■ PROBLEM
With the pictures removed, write out the data below exactly.

■ DATA LISTING
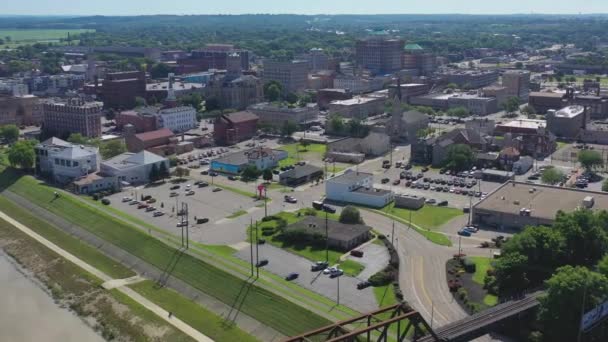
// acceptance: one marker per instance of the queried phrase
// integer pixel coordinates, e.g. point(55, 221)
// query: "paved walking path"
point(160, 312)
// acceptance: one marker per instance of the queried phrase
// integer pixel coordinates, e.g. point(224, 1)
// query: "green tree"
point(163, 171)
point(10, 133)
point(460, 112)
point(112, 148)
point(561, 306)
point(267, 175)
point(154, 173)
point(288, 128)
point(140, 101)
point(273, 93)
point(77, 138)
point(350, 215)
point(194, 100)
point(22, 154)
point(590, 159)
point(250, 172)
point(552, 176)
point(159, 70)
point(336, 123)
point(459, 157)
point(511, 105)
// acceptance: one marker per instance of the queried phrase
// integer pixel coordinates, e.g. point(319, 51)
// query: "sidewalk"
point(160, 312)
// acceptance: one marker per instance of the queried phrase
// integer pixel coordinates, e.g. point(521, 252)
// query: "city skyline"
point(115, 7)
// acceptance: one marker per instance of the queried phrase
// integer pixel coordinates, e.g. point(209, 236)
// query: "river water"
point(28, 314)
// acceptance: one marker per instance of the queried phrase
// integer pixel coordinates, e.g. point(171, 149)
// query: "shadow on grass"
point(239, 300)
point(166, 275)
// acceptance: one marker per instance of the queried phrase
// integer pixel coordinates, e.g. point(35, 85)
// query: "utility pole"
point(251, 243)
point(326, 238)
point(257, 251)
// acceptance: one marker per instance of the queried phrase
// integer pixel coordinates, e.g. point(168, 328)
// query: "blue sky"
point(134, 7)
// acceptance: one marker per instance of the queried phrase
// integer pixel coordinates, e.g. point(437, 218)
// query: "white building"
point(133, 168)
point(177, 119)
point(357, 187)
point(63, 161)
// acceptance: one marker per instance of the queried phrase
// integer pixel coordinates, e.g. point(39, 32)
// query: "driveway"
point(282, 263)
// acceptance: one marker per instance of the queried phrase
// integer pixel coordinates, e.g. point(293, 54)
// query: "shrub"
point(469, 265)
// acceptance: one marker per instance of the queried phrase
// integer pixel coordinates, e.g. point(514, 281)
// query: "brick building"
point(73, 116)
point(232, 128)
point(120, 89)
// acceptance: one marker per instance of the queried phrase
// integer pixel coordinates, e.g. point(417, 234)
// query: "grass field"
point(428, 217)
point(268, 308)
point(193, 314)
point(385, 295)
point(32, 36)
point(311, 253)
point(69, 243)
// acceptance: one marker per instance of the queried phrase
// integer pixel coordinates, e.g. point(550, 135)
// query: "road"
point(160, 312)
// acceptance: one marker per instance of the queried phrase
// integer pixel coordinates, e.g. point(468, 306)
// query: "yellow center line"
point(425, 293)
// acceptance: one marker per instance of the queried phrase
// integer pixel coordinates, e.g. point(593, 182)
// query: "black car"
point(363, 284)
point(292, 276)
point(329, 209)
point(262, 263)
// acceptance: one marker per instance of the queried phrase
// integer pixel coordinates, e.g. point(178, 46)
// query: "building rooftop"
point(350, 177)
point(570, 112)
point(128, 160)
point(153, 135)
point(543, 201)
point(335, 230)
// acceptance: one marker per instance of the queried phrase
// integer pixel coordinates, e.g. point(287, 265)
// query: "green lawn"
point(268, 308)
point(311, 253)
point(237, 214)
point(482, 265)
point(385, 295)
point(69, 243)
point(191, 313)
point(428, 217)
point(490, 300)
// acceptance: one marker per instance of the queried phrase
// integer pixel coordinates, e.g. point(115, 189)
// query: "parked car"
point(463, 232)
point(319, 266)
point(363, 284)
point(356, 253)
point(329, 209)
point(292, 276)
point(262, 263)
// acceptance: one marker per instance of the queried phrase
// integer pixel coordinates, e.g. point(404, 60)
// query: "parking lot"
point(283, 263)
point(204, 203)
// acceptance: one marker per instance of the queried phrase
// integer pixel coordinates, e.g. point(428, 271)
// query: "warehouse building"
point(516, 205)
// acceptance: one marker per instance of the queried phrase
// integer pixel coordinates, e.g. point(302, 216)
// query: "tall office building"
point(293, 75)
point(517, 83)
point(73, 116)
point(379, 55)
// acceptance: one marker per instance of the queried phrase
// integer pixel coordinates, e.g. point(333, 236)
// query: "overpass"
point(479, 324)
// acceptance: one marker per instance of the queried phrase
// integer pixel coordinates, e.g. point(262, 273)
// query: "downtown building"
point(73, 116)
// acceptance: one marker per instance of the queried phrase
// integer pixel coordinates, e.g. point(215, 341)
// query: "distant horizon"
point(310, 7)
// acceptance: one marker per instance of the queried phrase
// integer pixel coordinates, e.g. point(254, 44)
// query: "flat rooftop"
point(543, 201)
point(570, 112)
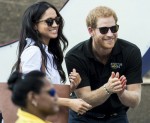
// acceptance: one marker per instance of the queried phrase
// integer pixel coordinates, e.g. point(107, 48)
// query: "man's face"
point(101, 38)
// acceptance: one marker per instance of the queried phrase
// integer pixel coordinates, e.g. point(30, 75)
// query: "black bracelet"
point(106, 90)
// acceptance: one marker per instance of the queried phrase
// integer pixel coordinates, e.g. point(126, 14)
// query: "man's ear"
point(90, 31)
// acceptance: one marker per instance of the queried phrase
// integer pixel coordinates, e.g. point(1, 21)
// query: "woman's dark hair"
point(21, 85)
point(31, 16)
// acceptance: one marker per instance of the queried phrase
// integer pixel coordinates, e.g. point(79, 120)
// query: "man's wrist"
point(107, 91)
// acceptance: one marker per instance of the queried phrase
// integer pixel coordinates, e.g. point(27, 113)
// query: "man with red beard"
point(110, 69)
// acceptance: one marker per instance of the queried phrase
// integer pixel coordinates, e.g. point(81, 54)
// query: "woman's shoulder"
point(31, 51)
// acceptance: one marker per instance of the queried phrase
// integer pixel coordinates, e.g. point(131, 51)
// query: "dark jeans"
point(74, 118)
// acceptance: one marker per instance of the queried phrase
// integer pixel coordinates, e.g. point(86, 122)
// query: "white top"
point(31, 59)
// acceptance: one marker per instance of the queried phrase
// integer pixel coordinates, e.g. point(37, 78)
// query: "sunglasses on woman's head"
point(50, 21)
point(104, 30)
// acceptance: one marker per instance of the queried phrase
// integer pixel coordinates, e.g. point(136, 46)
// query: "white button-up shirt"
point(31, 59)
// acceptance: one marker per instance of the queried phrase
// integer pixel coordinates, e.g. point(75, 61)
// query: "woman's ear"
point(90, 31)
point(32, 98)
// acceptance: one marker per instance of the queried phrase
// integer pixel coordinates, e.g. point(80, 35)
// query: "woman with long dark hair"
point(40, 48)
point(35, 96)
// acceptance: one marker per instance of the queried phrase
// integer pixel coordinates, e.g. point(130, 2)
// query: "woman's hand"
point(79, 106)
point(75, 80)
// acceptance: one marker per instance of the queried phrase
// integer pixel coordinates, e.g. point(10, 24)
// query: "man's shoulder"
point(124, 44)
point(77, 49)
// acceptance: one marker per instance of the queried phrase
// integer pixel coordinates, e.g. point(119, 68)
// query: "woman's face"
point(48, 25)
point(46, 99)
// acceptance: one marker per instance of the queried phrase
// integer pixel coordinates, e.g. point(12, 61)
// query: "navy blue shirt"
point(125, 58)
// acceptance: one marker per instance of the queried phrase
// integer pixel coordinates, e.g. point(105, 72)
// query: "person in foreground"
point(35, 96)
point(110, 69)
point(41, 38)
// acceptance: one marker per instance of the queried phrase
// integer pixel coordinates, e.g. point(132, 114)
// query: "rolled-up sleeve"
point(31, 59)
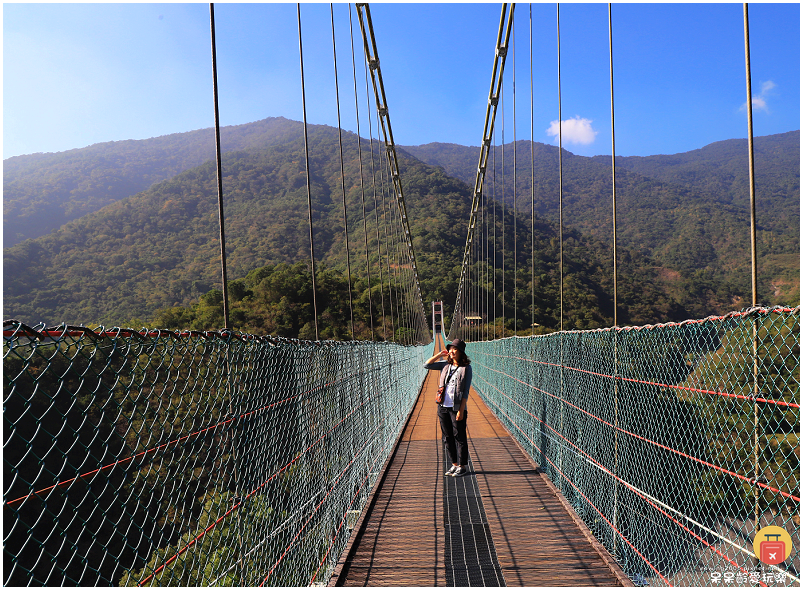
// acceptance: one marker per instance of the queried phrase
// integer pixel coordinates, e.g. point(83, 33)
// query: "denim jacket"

■ WRITTEN SOLUTION
// acceptance: one marker per instance of the queried phrase
// integer pixel coordinates, e.g. point(55, 221)
// query: "paved walking path"
point(160, 312)
// acceptance: one marker per instance of the queried phrase
// integer pixel coordinates, e.g. point(224, 1)
// query: "green tree"
point(163, 171)
point(10, 133)
point(460, 112)
point(112, 148)
point(561, 306)
point(267, 175)
point(154, 173)
point(288, 128)
point(140, 101)
point(273, 93)
point(77, 138)
point(350, 215)
point(194, 100)
point(22, 154)
point(590, 159)
point(250, 172)
point(552, 176)
point(159, 70)
point(336, 123)
point(459, 157)
point(511, 105)
// acceptance: one marker per instance of the queried phrase
// integer pixel coordinates, e.g. point(319, 51)
// query: "sidewalk"
point(160, 312)
// acceptance: one marker per instance of the queried phrase
// integer pixel coordinates, e.g. point(521, 252)
// query: "city skyline"
point(115, 7)
// acceptance: one marker per instance of the queried phrase
// integer pixel coordinates, e.g. point(209, 236)
// query: "river water"
point(28, 314)
// acceptance: one marker per instance of the queried phrase
// integer pixel coordinates, e.g. point(171, 149)
// query: "shadow on grass"
point(239, 300)
point(166, 275)
// acceptance: one marker per instance of the queried phrase
// integer pixel coordinates, e.g. point(35, 85)
// query: "utility pole"
point(251, 243)
point(326, 238)
point(257, 251)
// acceptance: one marker per instance of the queried phrase
// integer pixel coordinates, e.g. point(168, 328)
// query: "blue sky"
point(134, 7)
// acceptance: one marker per instance of the queried phrase
// integer pixel coordinates, e.g. point(437, 218)
// query: "white building"
point(133, 168)
point(177, 119)
point(357, 187)
point(63, 161)
// acceptance: one marker per instance of the queried phrase
// integer pixel coordinates, e.g. point(39, 32)
// query: "driveway"
point(282, 263)
// acceptance: one marker per instance of the queried phrase
// integer pixel coordinates, e.g. point(293, 54)
// query: "shrub"
point(469, 265)
// acceptance: one marker per instance of the queried phrase
// integer pixel coordinates, e.g. point(514, 281)
// query: "brick building"
point(73, 116)
point(232, 128)
point(120, 89)
// acceptance: one marker per instance of the queried phrase
// integer pixel coordinates, e.g. point(417, 234)
// query: "grass field"
point(428, 217)
point(268, 308)
point(193, 314)
point(385, 295)
point(32, 36)
point(311, 253)
point(69, 243)
// acceptance: one marker per instance of the queried phrase
// integer pixel coordinates, e.g. point(550, 135)
// query: "road"
point(160, 312)
// acceptance: one marker per instance of the queried phrase
// integer pixel coordinates, e.g. point(468, 306)
// query: "yellow center line"
point(425, 293)
// acceptance: one marker per instance of the queried phrase
// integer pixel coordinates, e.g. point(593, 182)
// query: "black car"
point(363, 284)
point(292, 276)
point(329, 209)
point(262, 263)
// acceptance: one marker per instance of the queried phrase
// integer pixel coordinates, e.g. point(178, 46)
// query: "building rooftop"
point(350, 177)
point(570, 112)
point(128, 160)
point(153, 135)
point(543, 201)
point(335, 230)
// acceptance: one marker per instance of the queried phrase
// integer pixel coordinates, e.g. point(287, 265)
// query: "green lawn"
point(268, 308)
point(311, 253)
point(237, 214)
point(482, 265)
point(385, 295)
point(69, 243)
point(191, 313)
point(428, 217)
point(490, 300)
// acceptance: one marker per instance of the queried phrase
// integer pixel coordinates, e.g. point(115, 189)
// query: "parked car"
point(463, 232)
point(319, 266)
point(363, 284)
point(356, 253)
point(329, 209)
point(292, 276)
point(262, 263)
// acceptance: one marker per instance of the queried phrase
// integer pixel coordinates, e.g. point(404, 60)
// query: "parking lot"
point(283, 263)
point(204, 203)
// acceptance: one marker per instance of the queried phrase
// integer pixel coordinates, e.g. point(428, 271)
// query: "warehouse building"
point(516, 205)
// acceptance: one marker per instance of the queried phrase
// integer pixel coordinates, e.g. point(302, 216)
// query: "tall office building"
point(293, 75)
point(517, 83)
point(73, 116)
point(379, 55)
// acceptance: one marker per instance of the queried phrase
// integer pixel coordinates, e.g. point(333, 236)
// query: "overpass"
point(479, 324)
// acceptance: one marker per instance of the queried phrase
// integer pixel coordinates, e.g. point(262, 273)
// query: "downtown building"
point(73, 116)
// acceptance: one marker per instance of the queried phrase
// integer pixel coordinates, e.g. point(215, 341)
// query: "distant horizon"
point(310, 7)
// acceptance: one marker per instance of the queried phrase
// integer pixel coordinates, e.g. point(254, 44)
// query: "flat rooftop"
point(543, 201)
point(570, 112)
// acceptance: one marker per instance of the queried phrase
// integer pixel coordinates, e.g. point(107, 48)
// query: "man's face"
point(101, 38)
// acceptance: one marker per instance of the queried phrase
// integer pixel coordinates, e.g. point(30, 75)
// query: "black bracelet"
point(106, 90)
// acceptance: one marker per instance of the queried phrase
// integer pixel coordinates, e.g. point(126, 14)
// query: "man's ear"
point(90, 31)
// acceptance: one marker per instance of the queried phrase
// integer pixel coordinates, e.g. point(1, 21)
// query: "woman's dark hair"
point(21, 85)
point(31, 16)
// acceptance: one marker per instance of the queried phrase
// integer pixel coordinates, e.g. point(79, 120)
// query: "man's wrist"
point(107, 91)
// acceptance: one marker per instance of the queried phrase
// integer pixel coordinates, e.g. point(27, 113)
// query: "man with red beard"
point(110, 69)
// acceptance: one marker per instance of the queried phrase
// integer pixel coordinates, e.g. point(81, 54)
// query: "woman's shoulder"
point(31, 51)
// acceptance: one marker per instance of the queried phrase
// integer pixel coordinates, e.g. point(131, 51)
// query: "dark jeans"
point(74, 118)
// acceptance: one marker per instance of the queried phrase
// integer pixel coordinates, e.g. point(86, 122)
// query: "white top"
point(31, 59)
// acceptance: one marker per instance of the queried phrase
// integer pixel coordinates, e.g. point(37, 78)
// query: "sunglasses on woman's head"
point(50, 21)
point(104, 30)
// acceptance: one marker per instance of the queried phrase
// integer pixel coordinates, e.g. point(136, 46)
// query: "white button-up shirt"
point(31, 59)
// acceptance: one marker per instance of the queried phrase
// integer pixel coordinates, e.g. point(75, 61)
// query: "woman's ear"
point(90, 31)
point(32, 98)
// acceptance: one marker per instance of the queried phrase
// integer pixel coordinates, e.g. point(80, 35)
// query: "woman with long dark hair"
point(40, 48)
point(35, 96)
// acceptance: one marker per instance of the queried phrase
// integer pixel coordinates, e.g. point(130, 2)
// query: "woman's hand"
point(79, 106)
point(75, 80)
// acceptance: one marker per instance of the queried phrase
// integer pixel coordinates, e.g. point(10, 24)
// query: "man's shoulder"
point(124, 44)
point(77, 49)
// acceptance: one marker per instance of the queried phrase
// integer pixel coordinates, e.g. point(119, 68)
// query: "woman's face"
point(48, 25)
point(46, 99)
// acceptance: one marker per instance of the queried phrase
// integer pixel coordinates, e.g. point(12, 61)
// query: "navy blue shirt"
point(125, 58)
// acceptance: one marker per instance of the queried phrase
// integer pixel coordinates, e.g. point(105, 72)
// query: "person in foreground"
point(35, 96)
point(110, 69)
point(41, 38)
// acceptance: one marker per instance of the queried phrase
// integer pixel coordinates, e.g. point(132, 114)
// query: "rolled-up sleeve"
point(31, 59)
// acceptance: one marker per instance of the queried phrase
// integer pixel coordinates, e.g. point(83, 33)
// query: "denim jacket"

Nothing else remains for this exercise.